| AIM OF THE EXERCISE |
Duplicate the data below line for line, without changing anything.

Labeled point data:
◇ ◇ ◇
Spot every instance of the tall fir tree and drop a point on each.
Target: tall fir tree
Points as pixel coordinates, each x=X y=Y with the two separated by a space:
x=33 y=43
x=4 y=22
◇ ◇ ◇
| ANSWER TO THIS EXERCISE |
Spot every instance of the tall fir tree and drop a point on each.
Target: tall fir tree
Points as pixel coordinates, each x=X y=Y with the two separated by a space:
x=33 y=43
x=4 y=22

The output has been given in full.